Your goal: Rewrite the items below, substituting "place a marker" for every occurrence of "set a pin" and leaving everything else unchanged.

[start Dataset]

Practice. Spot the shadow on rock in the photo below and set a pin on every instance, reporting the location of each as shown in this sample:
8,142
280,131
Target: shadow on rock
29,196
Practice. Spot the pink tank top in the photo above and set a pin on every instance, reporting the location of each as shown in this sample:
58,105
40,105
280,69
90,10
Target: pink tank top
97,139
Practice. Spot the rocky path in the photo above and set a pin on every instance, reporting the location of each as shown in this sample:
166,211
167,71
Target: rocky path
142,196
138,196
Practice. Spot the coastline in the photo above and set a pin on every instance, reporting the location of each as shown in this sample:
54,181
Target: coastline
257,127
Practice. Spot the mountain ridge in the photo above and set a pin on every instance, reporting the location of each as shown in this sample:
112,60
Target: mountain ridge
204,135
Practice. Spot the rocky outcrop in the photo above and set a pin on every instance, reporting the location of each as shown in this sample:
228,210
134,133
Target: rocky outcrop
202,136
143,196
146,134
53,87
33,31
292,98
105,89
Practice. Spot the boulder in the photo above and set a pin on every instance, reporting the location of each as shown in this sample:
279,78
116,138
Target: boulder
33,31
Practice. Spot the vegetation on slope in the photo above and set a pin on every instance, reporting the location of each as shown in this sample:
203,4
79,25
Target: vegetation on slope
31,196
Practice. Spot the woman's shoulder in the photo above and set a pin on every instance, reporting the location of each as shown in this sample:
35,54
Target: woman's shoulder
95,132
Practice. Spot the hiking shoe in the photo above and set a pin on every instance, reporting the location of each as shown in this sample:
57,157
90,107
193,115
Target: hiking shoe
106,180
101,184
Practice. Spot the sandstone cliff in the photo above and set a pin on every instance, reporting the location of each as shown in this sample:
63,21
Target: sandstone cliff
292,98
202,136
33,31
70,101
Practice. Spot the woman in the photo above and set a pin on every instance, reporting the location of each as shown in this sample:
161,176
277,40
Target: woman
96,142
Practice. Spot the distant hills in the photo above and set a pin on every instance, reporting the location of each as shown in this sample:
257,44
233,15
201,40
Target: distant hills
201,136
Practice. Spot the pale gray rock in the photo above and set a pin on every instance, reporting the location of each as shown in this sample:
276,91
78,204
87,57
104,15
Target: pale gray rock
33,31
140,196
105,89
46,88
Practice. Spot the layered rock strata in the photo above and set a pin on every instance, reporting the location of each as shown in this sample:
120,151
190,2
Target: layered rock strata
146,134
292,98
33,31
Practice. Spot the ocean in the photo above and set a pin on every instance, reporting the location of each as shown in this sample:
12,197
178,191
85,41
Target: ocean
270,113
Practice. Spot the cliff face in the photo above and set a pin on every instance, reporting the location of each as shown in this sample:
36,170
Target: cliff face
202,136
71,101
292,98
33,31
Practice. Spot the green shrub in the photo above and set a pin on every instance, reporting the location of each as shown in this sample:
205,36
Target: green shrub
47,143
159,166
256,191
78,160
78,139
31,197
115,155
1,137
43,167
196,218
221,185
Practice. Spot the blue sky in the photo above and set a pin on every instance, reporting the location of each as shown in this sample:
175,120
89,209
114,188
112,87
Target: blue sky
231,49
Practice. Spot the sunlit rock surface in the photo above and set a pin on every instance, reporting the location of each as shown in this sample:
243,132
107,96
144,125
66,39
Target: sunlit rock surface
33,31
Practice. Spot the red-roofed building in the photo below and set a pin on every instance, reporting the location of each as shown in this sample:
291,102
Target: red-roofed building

[end Dataset]

The response:
Practice. Spot the shadow on rock in the photo below and place a marker on every instance, reporting the location of each as shown in this sample:
8,142
280,131
Target: shadow on rock
29,196
Practice. Spot the pink tank top in the photo above and place a marker on every instance, reporting the location of each as shown in this sample:
58,105
40,105
280,69
90,10
Target: pink tank top
97,139
Practice. Spot the rocky path in the photo above and place a marker on every instance, reporting the location of each as shown in this sample:
166,211
167,71
Target: rocky path
142,196
138,196
Practice. Spot the coastline in the photo above and place a marker on every instance, reporting the location of each as shown in this sample:
54,181
Target: coastline
257,127
Practice. Spot the mountain ridge in the photo above and place a marker on every instance, reporting the location of each as shown in this sample:
112,60
Target: mountain ridge
204,135
Practice. Spot the rocky outcrop in the photo above and place a marker on every instance, reporting the location of each as shown in this sample:
228,210
134,133
Target: rocky outcrop
202,136
143,196
146,134
53,87
33,31
292,98
105,89
Practice. Spot the boulder in the photo above and place a marker on every instance, reporting the location of each as shown in this sample:
279,78
116,138
Target: boulder
33,31
Practice. Spot the vegetation on slope in the photo above and place a marker on every instance, reporting the location of each as shown in this sample:
203,4
79,25
Target: vegetation on slope
31,196
Practice. Spot the woman's shoulder in the photo above and place a marker on every instance, reporting the location of each as shown in this sample:
35,54
Target: woman's shoulder
95,132
Practice. Spot the hiking shoe in the photo above and place a marker on every instance, reporting the location of each as shown in this sample:
57,157
90,107
193,115
Target: hiking shoe
106,180
101,184
Practice. Spot the sandstone cliff in the photo above and place a marker on every instance, reporting the location of each as shown in this sample:
63,21
Target: sandstone cliff
292,98
202,136
33,31
70,101
Practice. Spot the woman in the photo above and place a marker on every instance, reporting the location of each as shown in this sample:
161,176
277,40
Target: woman
96,142
Practice. Spot the distant hills in the photo above and place a marker on every instance, reporting the location of each as shown in this sample:
257,44
233,15
201,40
Target: distant hills
201,136
Practice. Spot the pale gray rock in the photo above and place a marker on every instance, reporting the location of each as shown in this sample:
276,91
78,204
87,57
104,15
Target: pale gray rock
33,31
140,196
105,89
46,88
Practice. Spot the layered rock strata in the photo above and place a marker on every instance, reporting the location of each as shown in this sample:
120,151
190,2
Target: layered rock strata
146,134
292,98
33,31
Practice. Spot the ocean in the photo above and place a marker on every instance, reporting the location of each as shown in this sample:
12,197
178,191
85,41
Target: ocean
270,113
Practice. Spot the cliff face in the photo above and place a marker on every instance, reporting the location of each as shown in this sample:
36,170
Target: cliff face
202,136
71,101
292,98
33,31
Practice. Spot the green shrub in the photo above and place a marker on every instance, reporting the location of each as shown in this sample:
205,36
Target: green shrub
47,143
159,166
256,191
78,160
78,139
31,197
115,155
1,137
43,167
196,218
221,185
Practice. Spot the blue sky in the photo above and place a marker on every instance, reporting the location of each as shown in this sample:
175,120
89,209
114,188
112,87
Target: blue sky
231,49
Practice. Spot the sunlit rock surface in the photo above and place a marker on every instance, reporting the location of each as shown in this sample:
243,132
107,96
144,125
66,39
Target: sunlit rock surface
33,31
Practice. Spot the red-roofed building in the photo below and place a marker on every instance, reporting the location of each as shown in this sample:
291,102
Target: red-roofed building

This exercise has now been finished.